**Directions:**
Gather every line of the listing below that contains the string "sticker".
· · · · · · ·
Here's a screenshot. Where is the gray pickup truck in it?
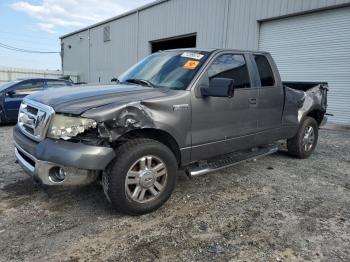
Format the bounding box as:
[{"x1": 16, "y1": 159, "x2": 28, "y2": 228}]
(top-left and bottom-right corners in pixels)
[{"x1": 14, "y1": 49, "x2": 328, "y2": 215}]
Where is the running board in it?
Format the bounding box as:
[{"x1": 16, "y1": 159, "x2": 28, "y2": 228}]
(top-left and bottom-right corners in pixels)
[{"x1": 187, "y1": 145, "x2": 278, "y2": 177}]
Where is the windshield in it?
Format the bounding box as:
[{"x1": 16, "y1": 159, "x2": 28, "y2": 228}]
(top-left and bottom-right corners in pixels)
[
  {"x1": 119, "y1": 51, "x2": 209, "y2": 90},
  {"x1": 0, "y1": 80, "x2": 20, "y2": 92}
]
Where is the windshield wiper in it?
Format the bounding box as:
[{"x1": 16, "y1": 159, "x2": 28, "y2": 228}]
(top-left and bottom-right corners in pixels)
[{"x1": 125, "y1": 78, "x2": 155, "y2": 87}]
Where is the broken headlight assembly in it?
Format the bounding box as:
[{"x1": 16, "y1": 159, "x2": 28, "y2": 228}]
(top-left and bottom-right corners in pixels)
[{"x1": 47, "y1": 115, "x2": 97, "y2": 140}]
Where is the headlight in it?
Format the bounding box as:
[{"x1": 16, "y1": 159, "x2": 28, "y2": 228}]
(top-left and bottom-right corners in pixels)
[{"x1": 47, "y1": 115, "x2": 97, "y2": 140}]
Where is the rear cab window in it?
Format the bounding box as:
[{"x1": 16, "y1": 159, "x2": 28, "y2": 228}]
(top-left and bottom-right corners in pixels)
[{"x1": 254, "y1": 55, "x2": 276, "y2": 87}]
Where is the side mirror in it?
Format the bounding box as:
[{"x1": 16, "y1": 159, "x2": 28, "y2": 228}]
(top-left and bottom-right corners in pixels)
[
  {"x1": 201, "y1": 78, "x2": 234, "y2": 98},
  {"x1": 6, "y1": 90, "x2": 16, "y2": 97}
]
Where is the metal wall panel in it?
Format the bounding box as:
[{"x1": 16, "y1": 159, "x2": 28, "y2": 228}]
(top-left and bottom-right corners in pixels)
[
  {"x1": 226, "y1": 0, "x2": 350, "y2": 50},
  {"x1": 138, "y1": 0, "x2": 226, "y2": 58},
  {"x1": 0, "y1": 66, "x2": 78, "y2": 85},
  {"x1": 90, "y1": 14, "x2": 137, "y2": 83},
  {"x1": 259, "y1": 7, "x2": 350, "y2": 125},
  {"x1": 62, "y1": 30, "x2": 90, "y2": 82},
  {"x1": 62, "y1": 0, "x2": 350, "y2": 83}
]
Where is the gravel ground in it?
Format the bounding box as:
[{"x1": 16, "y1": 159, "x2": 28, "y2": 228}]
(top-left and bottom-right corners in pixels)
[{"x1": 0, "y1": 126, "x2": 350, "y2": 261}]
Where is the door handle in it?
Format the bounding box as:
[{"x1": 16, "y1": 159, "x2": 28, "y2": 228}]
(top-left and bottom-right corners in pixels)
[{"x1": 249, "y1": 98, "x2": 258, "y2": 105}]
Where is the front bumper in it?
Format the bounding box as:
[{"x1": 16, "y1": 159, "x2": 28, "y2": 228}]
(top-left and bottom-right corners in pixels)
[{"x1": 13, "y1": 126, "x2": 115, "y2": 185}]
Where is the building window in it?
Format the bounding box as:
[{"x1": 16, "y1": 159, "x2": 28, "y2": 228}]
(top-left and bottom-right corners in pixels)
[{"x1": 103, "y1": 25, "x2": 111, "y2": 42}]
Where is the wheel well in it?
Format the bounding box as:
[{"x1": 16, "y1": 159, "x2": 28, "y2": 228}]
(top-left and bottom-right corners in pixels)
[
  {"x1": 116, "y1": 128, "x2": 181, "y2": 165},
  {"x1": 307, "y1": 109, "x2": 324, "y2": 125}
]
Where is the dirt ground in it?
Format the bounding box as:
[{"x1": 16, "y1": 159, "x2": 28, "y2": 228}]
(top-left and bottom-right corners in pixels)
[{"x1": 0, "y1": 126, "x2": 350, "y2": 261}]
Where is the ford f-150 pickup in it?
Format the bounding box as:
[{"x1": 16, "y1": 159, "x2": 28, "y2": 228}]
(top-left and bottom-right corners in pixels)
[{"x1": 14, "y1": 49, "x2": 328, "y2": 215}]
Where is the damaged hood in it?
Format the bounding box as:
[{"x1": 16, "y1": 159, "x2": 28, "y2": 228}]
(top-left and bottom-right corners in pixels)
[{"x1": 27, "y1": 84, "x2": 167, "y2": 115}]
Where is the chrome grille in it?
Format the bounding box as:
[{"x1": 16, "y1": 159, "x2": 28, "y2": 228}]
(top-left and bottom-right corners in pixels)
[{"x1": 18, "y1": 98, "x2": 55, "y2": 142}]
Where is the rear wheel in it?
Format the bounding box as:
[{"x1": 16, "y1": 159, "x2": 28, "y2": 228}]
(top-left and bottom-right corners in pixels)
[
  {"x1": 102, "y1": 139, "x2": 177, "y2": 215},
  {"x1": 287, "y1": 117, "x2": 318, "y2": 159}
]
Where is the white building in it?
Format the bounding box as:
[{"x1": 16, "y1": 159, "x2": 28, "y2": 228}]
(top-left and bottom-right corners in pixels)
[{"x1": 61, "y1": 0, "x2": 350, "y2": 125}]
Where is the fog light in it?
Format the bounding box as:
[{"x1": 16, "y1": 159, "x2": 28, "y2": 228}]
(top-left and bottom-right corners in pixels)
[{"x1": 50, "y1": 167, "x2": 66, "y2": 183}]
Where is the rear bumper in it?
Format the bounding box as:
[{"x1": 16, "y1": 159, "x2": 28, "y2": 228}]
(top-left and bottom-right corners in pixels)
[{"x1": 13, "y1": 127, "x2": 115, "y2": 185}]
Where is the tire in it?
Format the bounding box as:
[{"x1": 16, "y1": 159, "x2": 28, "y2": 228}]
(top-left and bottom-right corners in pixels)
[
  {"x1": 287, "y1": 117, "x2": 318, "y2": 159},
  {"x1": 102, "y1": 139, "x2": 177, "y2": 215}
]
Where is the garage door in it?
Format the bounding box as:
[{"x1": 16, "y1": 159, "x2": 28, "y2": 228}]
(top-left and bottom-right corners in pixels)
[{"x1": 259, "y1": 7, "x2": 350, "y2": 125}]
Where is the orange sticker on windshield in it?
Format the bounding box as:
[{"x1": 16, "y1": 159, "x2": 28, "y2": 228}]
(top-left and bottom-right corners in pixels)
[{"x1": 184, "y1": 60, "x2": 199, "y2": 70}]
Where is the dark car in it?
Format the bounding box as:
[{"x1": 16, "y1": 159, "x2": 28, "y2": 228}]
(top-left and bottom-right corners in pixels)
[
  {"x1": 14, "y1": 49, "x2": 328, "y2": 215},
  {"x1": 0, "y1": 78, "x2": 73, "y2": 124}
]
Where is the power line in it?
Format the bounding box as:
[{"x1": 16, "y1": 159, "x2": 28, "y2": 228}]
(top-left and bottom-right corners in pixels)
[{"x1": 0, "y1": 43, "x2": 60, "y2": 54}]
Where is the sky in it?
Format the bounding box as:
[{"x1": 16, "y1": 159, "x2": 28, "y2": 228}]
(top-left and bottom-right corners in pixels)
[{"x1": 0, "y1": 0, "x2": 153, "y2": 70}]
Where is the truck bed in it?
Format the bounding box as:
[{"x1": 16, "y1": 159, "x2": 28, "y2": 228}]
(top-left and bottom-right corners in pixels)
[
  {"x1": 283, "y1": 82, "x2": 328, "y2": 125},
  {"x1": 282, "y1": 81, "x2": 328, "y2": 92}
]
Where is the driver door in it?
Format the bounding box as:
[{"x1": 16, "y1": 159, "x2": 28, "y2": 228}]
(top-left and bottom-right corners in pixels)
[{"x1": 191, "y1": 53, "x2": 259, "y2": 161}]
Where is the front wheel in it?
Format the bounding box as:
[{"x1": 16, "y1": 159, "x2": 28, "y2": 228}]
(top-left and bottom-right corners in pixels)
[
  {"x1": 102, "y1": 139, "x2": 177, "y2": 215},
  {"x1": 287, "y1": 117, "x2": 318, "y2": 159}
]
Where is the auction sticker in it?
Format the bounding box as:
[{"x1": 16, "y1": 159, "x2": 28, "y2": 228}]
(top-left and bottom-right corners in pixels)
[
  {"x1": 181, "y1": 52, "x2": 204, "y2": 60},
  {"x1": 183, "y1": 60, "x2": 199, "y2": 70}
]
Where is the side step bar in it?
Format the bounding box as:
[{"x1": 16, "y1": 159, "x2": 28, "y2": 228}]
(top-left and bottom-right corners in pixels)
[{"x1": 187, "y1": 145, "x2": 278, "y2": 177}]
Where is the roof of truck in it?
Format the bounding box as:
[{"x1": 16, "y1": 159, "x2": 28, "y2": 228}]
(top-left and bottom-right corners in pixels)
[{"x1": 161, "y1": 48, "x2": 268, "y2": 54}]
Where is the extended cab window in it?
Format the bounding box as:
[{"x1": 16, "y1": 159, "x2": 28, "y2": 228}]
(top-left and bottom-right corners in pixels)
[
  {"x1": 254, "y1": 55, "x2": 275, "y2": 86},
  {"x1": 208, "y1": 54, "x2": 250, "y2": 88}
]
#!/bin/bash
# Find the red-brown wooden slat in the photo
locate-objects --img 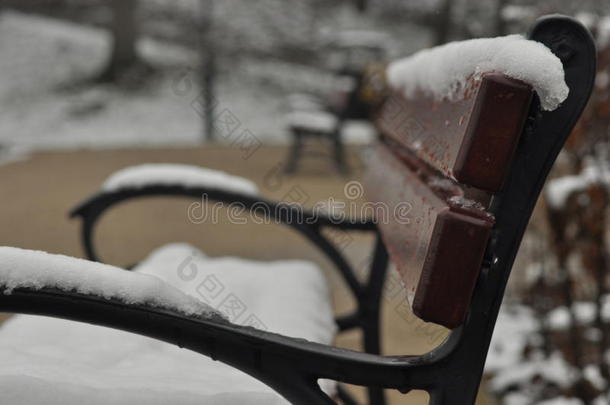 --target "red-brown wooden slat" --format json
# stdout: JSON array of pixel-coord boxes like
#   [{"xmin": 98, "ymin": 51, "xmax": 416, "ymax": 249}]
[
  {"xmin": 377, "ymin": 73, "xmax": 533, "ymax": 192},
  {"xmin": 365, "ymin": 143, "xmax": 493, "ymax": 328}
]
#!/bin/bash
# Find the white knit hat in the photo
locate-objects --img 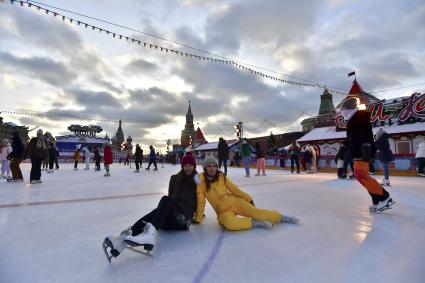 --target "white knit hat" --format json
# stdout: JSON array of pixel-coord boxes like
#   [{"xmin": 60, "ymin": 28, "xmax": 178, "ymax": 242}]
[{"xmin": 202, "ymin": 156, "xmax": 218, "ymax": 169}]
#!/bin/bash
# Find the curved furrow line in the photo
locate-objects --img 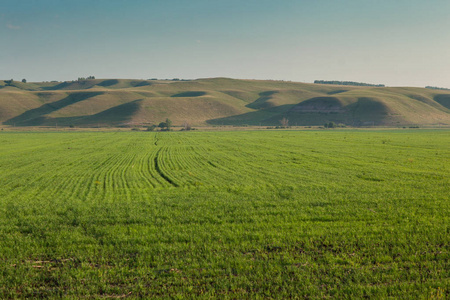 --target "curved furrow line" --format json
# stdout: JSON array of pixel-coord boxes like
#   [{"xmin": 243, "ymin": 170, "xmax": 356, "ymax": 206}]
[{"xmin": 154, "ymin": 147, "xmax": 179, "ymax": 187}]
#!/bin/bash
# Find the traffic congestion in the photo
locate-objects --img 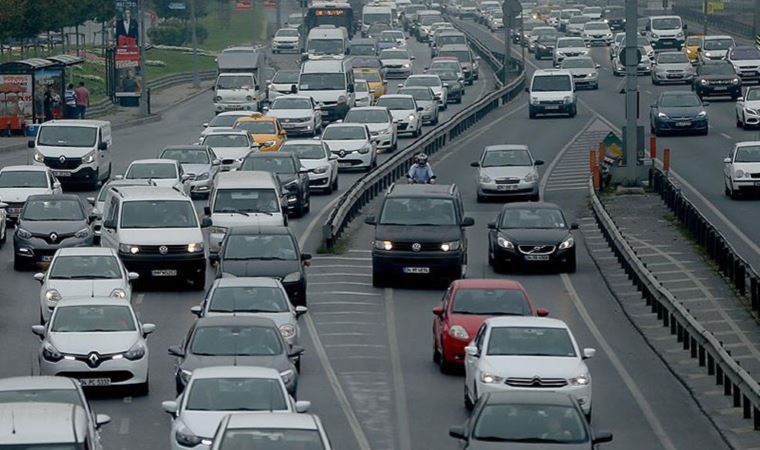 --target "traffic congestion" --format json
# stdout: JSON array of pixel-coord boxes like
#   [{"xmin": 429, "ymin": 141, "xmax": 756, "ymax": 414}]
[{"xmin": 0, "ymin": 0, "xmax": 760, "ymax": 450}]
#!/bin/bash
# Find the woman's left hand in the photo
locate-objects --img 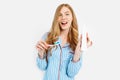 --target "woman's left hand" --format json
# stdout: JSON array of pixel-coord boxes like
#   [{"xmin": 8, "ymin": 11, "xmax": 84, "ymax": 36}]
[{"xmin": 73, "ymin": 33, "xmax": 92, "ymax": 62}]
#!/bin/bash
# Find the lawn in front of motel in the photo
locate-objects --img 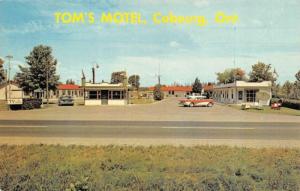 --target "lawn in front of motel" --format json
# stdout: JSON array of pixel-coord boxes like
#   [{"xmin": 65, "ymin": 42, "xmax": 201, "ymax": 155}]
[
  {"xmin": 228, "ymin": 104, "xmax": 300, "ymax": 116},
  {"xmin": 0, "ymin": 144, "xmax": 300, "ymax": 191}
]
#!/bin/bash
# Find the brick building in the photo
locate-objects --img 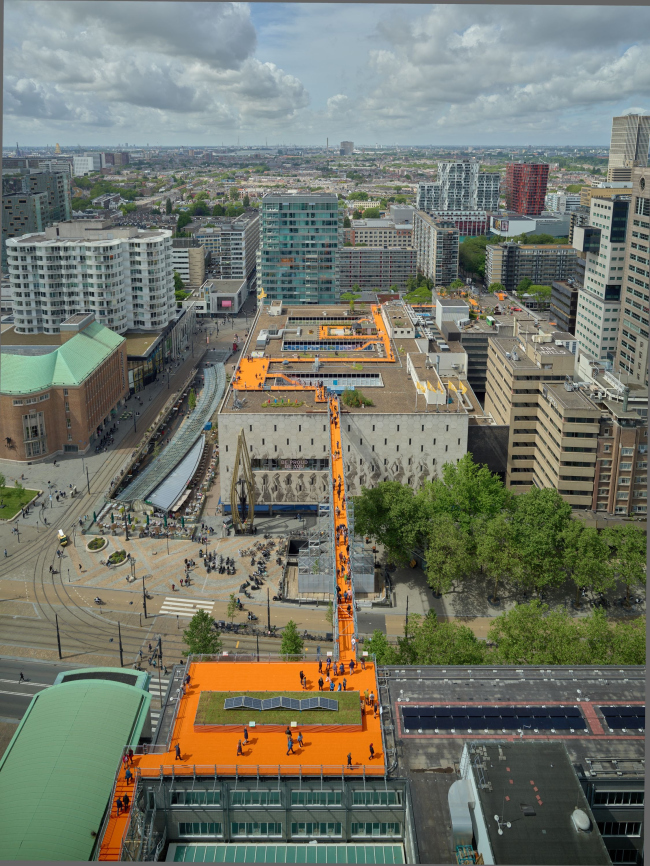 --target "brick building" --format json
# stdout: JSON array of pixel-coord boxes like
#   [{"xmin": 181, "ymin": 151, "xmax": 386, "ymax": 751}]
[{"xmin": 0, "ymin": 313, "xmax": 129, "ymax": 461}]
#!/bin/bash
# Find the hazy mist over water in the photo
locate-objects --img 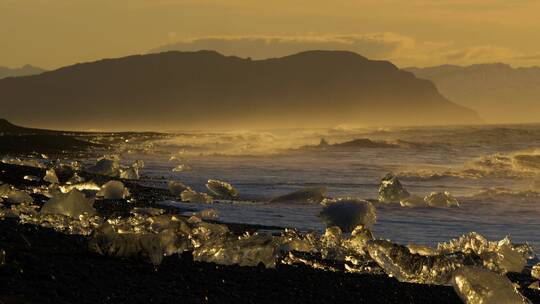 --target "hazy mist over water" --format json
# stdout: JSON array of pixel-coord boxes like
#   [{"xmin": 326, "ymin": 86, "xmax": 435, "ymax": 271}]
[{"xmin": 107, "ymin": 125, "xmax": 540, "ymax": 252}]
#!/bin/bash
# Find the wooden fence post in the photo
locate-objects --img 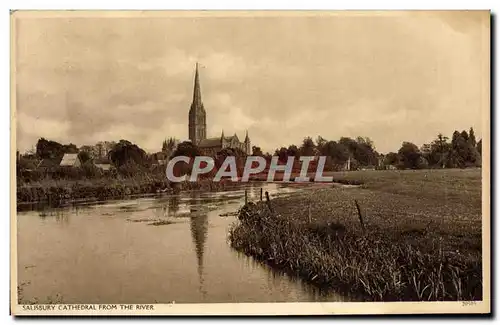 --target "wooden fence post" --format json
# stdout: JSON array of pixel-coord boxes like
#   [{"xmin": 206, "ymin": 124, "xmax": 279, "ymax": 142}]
[
  {"xmin": 266, "ymin": 191, "xmax": 273, "ymax": 212},
  {"xmin": 354, "ymin": 200, "xmax": 365, "ymax": 233}
]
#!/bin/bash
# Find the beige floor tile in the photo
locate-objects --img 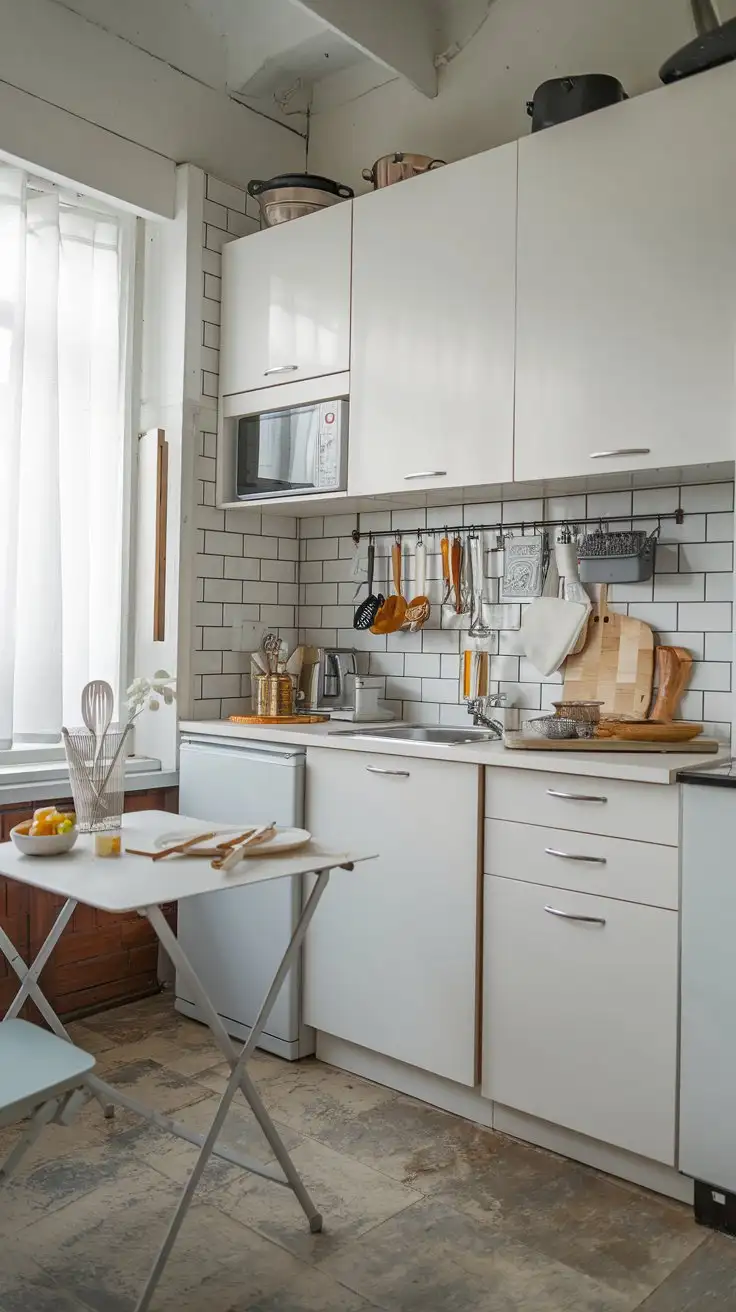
· · · · · · ·
**Complete output:**
Where is the orange sticker on windshield in it?
Where is the auction sticker in it?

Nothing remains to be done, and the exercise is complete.